* Material provided
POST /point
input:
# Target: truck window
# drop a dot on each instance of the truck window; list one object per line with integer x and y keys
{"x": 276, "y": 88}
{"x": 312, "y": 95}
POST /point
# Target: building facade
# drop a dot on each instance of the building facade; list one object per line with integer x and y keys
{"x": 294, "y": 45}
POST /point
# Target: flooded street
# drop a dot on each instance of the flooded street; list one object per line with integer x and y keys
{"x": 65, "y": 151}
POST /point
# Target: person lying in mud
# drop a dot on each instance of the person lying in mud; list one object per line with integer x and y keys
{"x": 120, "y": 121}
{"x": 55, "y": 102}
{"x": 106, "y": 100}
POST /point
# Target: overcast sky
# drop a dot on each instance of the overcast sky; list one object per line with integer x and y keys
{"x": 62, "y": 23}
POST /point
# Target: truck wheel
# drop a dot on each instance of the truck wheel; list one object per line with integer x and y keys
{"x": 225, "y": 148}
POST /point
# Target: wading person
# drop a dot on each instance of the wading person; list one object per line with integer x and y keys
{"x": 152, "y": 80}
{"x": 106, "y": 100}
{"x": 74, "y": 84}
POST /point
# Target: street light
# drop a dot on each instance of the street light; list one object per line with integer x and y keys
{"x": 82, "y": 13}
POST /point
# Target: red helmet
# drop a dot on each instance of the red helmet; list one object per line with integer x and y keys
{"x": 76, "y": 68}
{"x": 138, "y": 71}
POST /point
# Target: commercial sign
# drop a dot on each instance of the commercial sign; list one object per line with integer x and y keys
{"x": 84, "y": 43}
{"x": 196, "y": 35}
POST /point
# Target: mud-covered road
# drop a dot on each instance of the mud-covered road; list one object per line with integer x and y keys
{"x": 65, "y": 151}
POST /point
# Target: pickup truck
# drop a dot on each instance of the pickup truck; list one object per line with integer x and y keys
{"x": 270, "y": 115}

* To be done
Reproduce the material precisely, including every line.

* Exercise answer
POST /point
input:
# Target: truck window
# drop a dot on each instance of the truck window; list one object per line with integer x and y keys
{"x": 276, "y": 88}
{"x": 312, "y": 95}
POST /point
# Target: building facade
# drop a dot on each instance of the building facade; list one object per line with integer x and y keys
{"x": 294, "y": 45}
POST /point
# Target: flooded street
# drop a dot on each instance of the flooded street; list one object per line with integer x and y keys
{"x": 65, "y": 151}
POST /point
# Target: person lying in mud
# drop a dot on each instance of the person lying in mud; list one object per line with integer x and y keys
{"x": 120, "y": 121}
{"x": 55, "y": 102}
{"x": 106, "y": 100}
POST /point
# Target: overcast sky
# drop a dot on each instance of the overcast sky; list one object per line with integer x and y keys
{"x": 62, "y": 23}
POST /point
# Target: truck wheel
# drop a dot on each instance of the truck wheel; list one object per line with integer x and y keys
{"x": 225, "y": 148}
POST /point
# Target: wading person
# drop a dot on each instance of the wading person; list one object per line with integer x and y keys
{"x": 152, "y": 80}
{"x": 106, "y": 100}
{"x": 74, "y": 84}
POST /point
# Target: street light
# drop a dot on each instance of the street light; list one object per line with integer x and y keys
{"x": 82, "y": 13}
POST /point
# Target: red helmet
# drop a dot on each instance of the red helmet; list one object per line with integer x and y keys
{"x": 76, "y": 68}
{"x": 138, "y": 71}
POST /point
# Target: commercial sign
# drop a dot on each instance of the commercial sign; list one object per line with integer x and y keys
{"x": 84, "y": 43}
{"x": 196, "y": 35}
POST /point
# Target: mud-covered road
# drop a dot on each instance of the mud-covered road; list one object per line with integer x and y keys
{"x": 65, "y": 151}
POST /point
# Target: pickup truck
# drop a dot on each instance of the pickup truck; list one object per line with integer x and y keys
{"x": 270, "y": 115}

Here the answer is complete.